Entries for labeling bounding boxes
########################################
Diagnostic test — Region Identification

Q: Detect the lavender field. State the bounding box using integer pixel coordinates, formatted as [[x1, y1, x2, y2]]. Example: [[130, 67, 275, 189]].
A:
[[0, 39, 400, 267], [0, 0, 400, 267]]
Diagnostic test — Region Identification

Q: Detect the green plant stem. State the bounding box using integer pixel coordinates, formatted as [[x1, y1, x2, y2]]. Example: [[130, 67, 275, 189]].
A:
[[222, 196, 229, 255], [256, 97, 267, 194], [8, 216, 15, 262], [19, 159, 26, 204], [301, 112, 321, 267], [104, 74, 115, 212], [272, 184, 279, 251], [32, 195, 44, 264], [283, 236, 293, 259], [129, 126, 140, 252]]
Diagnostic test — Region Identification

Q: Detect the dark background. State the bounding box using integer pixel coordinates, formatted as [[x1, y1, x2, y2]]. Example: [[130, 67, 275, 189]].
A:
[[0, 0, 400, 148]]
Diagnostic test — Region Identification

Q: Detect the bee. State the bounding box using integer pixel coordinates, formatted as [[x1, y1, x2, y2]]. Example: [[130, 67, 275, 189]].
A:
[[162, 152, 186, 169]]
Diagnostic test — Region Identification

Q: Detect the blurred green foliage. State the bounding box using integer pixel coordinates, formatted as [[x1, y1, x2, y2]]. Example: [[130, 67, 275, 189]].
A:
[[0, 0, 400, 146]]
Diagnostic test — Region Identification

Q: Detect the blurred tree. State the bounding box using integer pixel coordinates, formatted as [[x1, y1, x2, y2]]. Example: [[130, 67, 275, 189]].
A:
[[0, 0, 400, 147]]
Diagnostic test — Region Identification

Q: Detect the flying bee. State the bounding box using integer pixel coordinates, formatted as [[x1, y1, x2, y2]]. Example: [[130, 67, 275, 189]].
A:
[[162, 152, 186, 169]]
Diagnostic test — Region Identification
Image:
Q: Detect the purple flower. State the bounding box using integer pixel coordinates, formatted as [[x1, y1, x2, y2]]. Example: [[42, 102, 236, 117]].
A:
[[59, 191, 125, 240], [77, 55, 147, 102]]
########################################
Short problem >> Format all of the lines above as a numbered list, leaving out the blank ones.

Full output >>
1. Diagnostic test — Region Identification
2. Q: Detect the lavender field. State the bounding box using integer pixel coordinates, formatted as [[x1, y1, x2, y2]]. Example: [[130, 67, 275, 189]].
3. A:
4. [[0, 39, 400, 267], [0, 0, 400, 267]]
5. Diagnostic test — Region Identification
6. Q: Detect the green plant stem. State the bounding box using integer pixel coordinates, formatted as [[x1, y1, x2, y2]]. Example: [[130, 67, 275, 189]].
7. A:
8. [[222, 196, 229, 255], [256, 97, 267, 194], [8, 216, 15, 262], [19, 159, 26, 204], [301, 112, 321, 267], [104, 74, 115, 212], [272, 184, 279, 251], [32, 195, 44, 264], [283, 236, 293, 259], [129, 126, 140, 252]]
9. Diagnostic test — Region Identification
10. Q: Detect the dark background. State the bounding box using integer pixel coordinates, formatted as [[x1, y1, x2, y2]]. Example: [[130, 67, 275, 189]].
11. A:
12. [[0, 0, 400, 148]]
13. Diagnostic test — Region Identification
14. Q: Detect the bee. State the bounding box using integer pixel coordinates, formatted as [[x1, y1, x2, y2]]. Example: [[130, 67, 275, 189]].
15. A:
16. [[162, 152, 186, 169]]
17. Diagnostic test — Region Identification
18. Q: Detect the blurred green foliage. State the bounding box using integer pixel coordinates, formatted as [[x1, y1, x2, y2]]. Example: [[130, 67, 275, 189]].
19. A:
20. [[0, 0, 400, 146]]
21. Diagnostic test — Region Identification
22. Q: Detect the blurred tree. State the bounding box using integer pixel coordinates, formatted as [[x1, y1, x2, y2]]. Example: [[130, 67, 275, 189]].
23. A:
24. [[0, 0, 400, 147]]
25. Diagnostic test — Region Identification
26. Q: Detect the flying bee. State the bounding box using integer pixel coordinates, formatted as [[x1, y1, x2, y2]]. Example: [[130, 67, 275, 189]].
27. A:
28. [[162, 152, 186, 169]]
29. Diagnostic test — Region Identification
30. Image:
31. Q: Detect the purple flower. State the bounding box using integer pixel coordinates, formatted as [[x1, y1, x2, y2]]. Example: [[42, 102, 236, 117]].
32. A:
33. [[59, 191, 125, 240], [77, 55, 147, 102]]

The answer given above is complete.